__Exercise goal__.
Please write out the material from the line with "of the group" to the line with "[[575, 392]]" again, swapping "group of people" for "crowd of pedestrians" and leaving everything else unchanged.

— Start of Entries supplied —

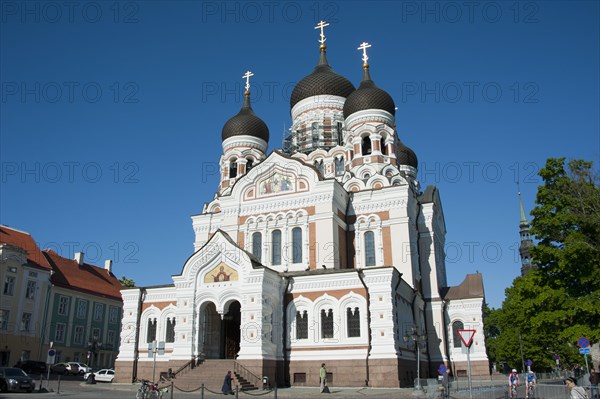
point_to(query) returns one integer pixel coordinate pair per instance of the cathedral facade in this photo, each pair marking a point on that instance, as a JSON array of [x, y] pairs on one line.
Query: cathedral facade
[[325, 250]]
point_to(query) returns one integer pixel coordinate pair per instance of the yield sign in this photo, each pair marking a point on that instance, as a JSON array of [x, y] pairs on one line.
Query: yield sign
[[466, 336]]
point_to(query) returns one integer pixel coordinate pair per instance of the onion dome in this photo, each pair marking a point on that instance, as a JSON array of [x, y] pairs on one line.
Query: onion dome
[[368, 96], [406, 156], [245, 123], [320, 82]]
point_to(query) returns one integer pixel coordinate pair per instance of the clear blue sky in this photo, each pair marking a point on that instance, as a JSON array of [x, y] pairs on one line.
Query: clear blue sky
[[112, 112]]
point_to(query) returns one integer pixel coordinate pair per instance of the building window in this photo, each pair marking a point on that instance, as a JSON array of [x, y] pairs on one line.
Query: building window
[[383, 146], [9, 285], [170, 336], [78, 335], [296, 245], [353, 320], [151, 336], [81, 309], [339, 166], [457, 325], [315, 134], [233, 168], [257, 245], [4, 315], [63, 305], [276, 251], [369, 248], [30, 291], [114, 315], [302, 325], [326, 323], [366, 145], [26, 322], [98, 311], [59, 334]]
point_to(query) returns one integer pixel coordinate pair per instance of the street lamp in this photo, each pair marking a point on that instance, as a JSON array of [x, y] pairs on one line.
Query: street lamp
[[93, 347], [418, 339]]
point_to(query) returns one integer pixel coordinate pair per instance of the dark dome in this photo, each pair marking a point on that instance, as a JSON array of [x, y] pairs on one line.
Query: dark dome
[[245, 123], [368, 96], [321, 81], [406, 156]]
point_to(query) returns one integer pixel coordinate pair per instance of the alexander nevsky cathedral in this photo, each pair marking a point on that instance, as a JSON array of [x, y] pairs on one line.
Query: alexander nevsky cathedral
[[326, 250]]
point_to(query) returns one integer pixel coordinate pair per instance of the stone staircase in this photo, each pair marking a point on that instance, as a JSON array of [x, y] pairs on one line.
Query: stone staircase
[[211, 373]]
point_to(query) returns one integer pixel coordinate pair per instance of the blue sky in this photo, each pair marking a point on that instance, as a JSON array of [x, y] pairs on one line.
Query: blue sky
[[111, 112]]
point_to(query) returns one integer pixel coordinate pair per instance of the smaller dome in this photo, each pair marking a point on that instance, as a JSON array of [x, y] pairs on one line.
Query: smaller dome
[[368, 96], [245, 123], [406, 156]]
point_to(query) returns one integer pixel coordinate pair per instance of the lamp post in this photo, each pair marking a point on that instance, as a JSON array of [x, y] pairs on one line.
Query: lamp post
[[418, 339], [93, 347]]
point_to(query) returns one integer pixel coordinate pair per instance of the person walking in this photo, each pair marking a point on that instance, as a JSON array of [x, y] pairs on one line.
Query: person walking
[[226, 388], [323, 378], [576, 392]]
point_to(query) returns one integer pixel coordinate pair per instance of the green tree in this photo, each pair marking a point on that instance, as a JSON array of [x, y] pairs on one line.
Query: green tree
[[549, 308], [127, 282]]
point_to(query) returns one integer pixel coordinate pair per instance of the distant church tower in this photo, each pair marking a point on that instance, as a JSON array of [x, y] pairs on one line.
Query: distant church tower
[[526, 241]]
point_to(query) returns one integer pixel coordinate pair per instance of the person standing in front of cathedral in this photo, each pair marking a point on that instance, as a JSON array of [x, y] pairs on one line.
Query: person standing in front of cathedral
[[323, 378]]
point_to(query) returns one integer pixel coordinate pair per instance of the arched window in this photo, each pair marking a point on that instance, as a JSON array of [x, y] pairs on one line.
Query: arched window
[[339, 166], [383, 146], [326, 323], [296, 245], [301, 325], [369, 248], [353, 321], [315, 134], [366, 145], [276, 249], [257, 245], [457, 325], [170, 336], [151, 336], [233, 168]]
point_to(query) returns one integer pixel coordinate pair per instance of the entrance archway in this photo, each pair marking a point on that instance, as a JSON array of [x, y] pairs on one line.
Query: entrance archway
[[230, 328]]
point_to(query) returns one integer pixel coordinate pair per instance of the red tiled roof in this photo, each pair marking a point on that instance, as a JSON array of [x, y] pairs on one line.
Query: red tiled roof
[[85, 278], [25, 241]]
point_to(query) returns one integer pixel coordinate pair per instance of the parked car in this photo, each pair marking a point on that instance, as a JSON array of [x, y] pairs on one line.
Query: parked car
[[32, 367], [64, 368], [15, 379], [104, 375], [82, 367]]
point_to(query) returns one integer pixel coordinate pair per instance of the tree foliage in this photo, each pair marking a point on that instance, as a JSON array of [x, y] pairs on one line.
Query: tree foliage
[[127, 282], [549, 308]]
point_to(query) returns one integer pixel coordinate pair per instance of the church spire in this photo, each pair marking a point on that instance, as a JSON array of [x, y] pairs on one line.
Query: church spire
[[526, 241]]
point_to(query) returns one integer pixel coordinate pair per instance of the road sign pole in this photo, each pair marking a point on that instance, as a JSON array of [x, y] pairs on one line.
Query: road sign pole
[[469, 367]]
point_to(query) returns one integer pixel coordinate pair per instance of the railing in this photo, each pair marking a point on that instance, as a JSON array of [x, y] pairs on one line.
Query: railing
[[247, 374]]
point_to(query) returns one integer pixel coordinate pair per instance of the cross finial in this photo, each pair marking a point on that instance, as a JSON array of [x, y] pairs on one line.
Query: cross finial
[[364, 46], [247, 77], [322, 25]]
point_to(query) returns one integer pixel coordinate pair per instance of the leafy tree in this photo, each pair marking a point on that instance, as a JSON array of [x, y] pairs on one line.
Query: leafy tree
[[127, 282], [549, 308]]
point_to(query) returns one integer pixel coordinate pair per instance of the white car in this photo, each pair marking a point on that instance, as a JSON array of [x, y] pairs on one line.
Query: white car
[[104, 375]]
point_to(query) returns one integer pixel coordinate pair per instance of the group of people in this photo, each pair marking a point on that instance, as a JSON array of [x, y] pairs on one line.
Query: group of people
[[575, 392]]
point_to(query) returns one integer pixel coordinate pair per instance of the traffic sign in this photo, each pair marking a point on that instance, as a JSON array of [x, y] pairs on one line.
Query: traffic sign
[[583, 342], [466, 336]]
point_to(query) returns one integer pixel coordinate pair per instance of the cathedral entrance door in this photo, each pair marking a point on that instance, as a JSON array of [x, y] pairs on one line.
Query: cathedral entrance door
[[230, 344]]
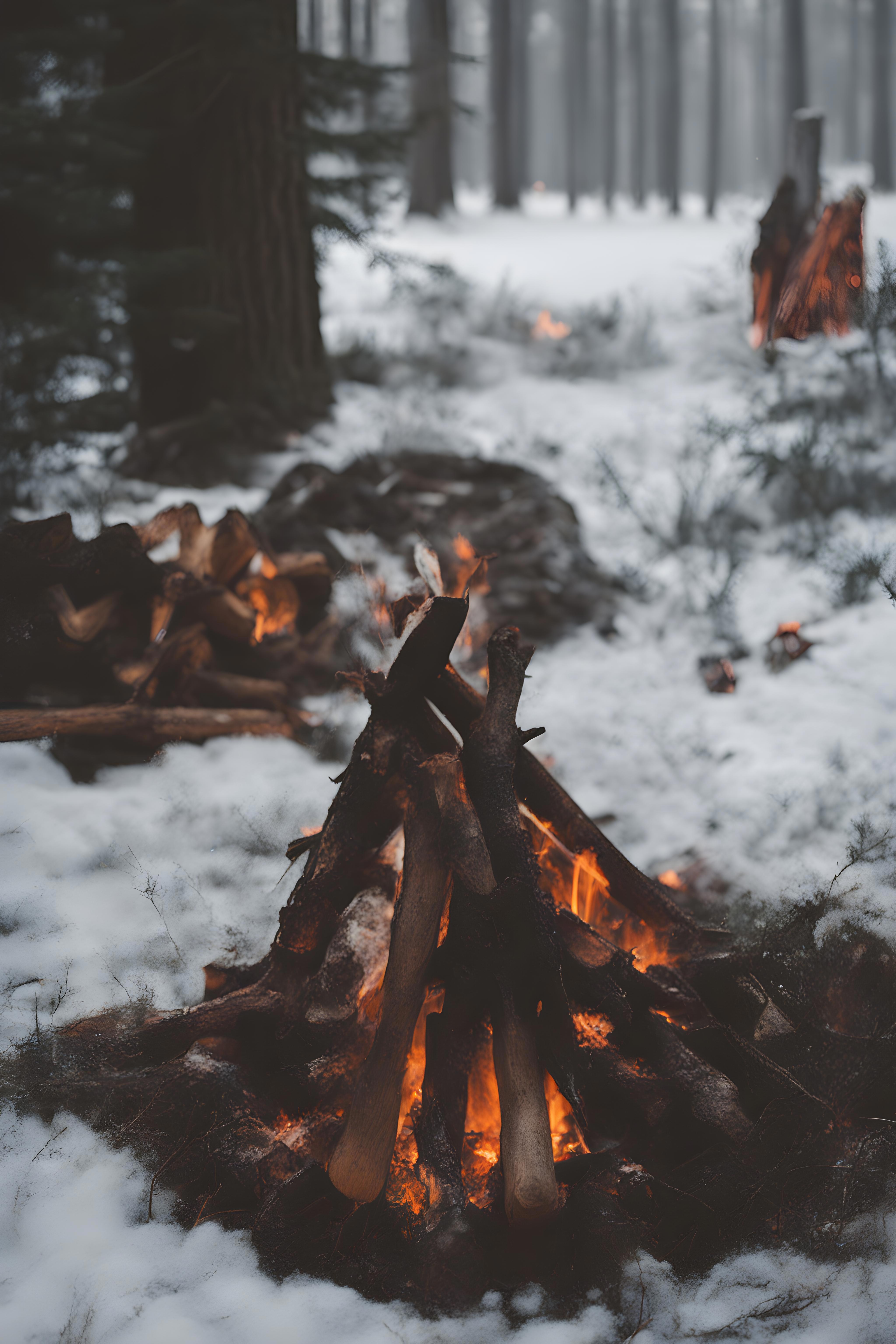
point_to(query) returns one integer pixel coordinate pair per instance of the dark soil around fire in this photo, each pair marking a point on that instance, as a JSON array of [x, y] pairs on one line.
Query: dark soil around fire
[[542, 578], [815, 1162]]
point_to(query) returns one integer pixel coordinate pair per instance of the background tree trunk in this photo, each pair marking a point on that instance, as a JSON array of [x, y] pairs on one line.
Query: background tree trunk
[[714, 108], [851, 111], [225, 307], [882, 148], [794, 50], [639, 93], [315, 34], [347, 27], [432, 186], [577, 95], [670, 128], [762, 120], [502, 52], [370, 30], [804, 159], [609, 101]]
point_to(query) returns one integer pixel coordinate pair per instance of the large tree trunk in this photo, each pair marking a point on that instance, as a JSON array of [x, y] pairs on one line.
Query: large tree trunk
[[225, 306], [639, 95], [510, 96], [670, 128], [882, 150], [609, 101], [432, 186], [714, 108], [577, 96], [794, 49]]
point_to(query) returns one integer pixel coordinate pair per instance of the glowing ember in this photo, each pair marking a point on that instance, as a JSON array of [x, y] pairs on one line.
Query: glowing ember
[[671, 880], [546, 329], [275, 601]]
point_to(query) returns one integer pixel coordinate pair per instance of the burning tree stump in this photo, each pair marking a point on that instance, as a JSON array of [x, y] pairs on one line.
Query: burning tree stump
[[543, 1065]]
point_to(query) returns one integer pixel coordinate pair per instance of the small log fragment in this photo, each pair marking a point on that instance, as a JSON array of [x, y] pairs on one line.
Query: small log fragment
[[159, 529], [87, 624], [363, 1156], [140, 721]]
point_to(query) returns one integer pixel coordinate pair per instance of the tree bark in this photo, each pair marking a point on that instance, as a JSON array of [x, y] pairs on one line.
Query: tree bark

— End of Entries supplied —

__Solved exercise__.
point_to(query) returns one integer pixel coordinate pair per instance of the crowd of pedestrians in this photo, each pair marking a point on that instance, as a JSON array of [x, y] pairs on one line.
Query: crowd of pedestrians
[[575, 392]]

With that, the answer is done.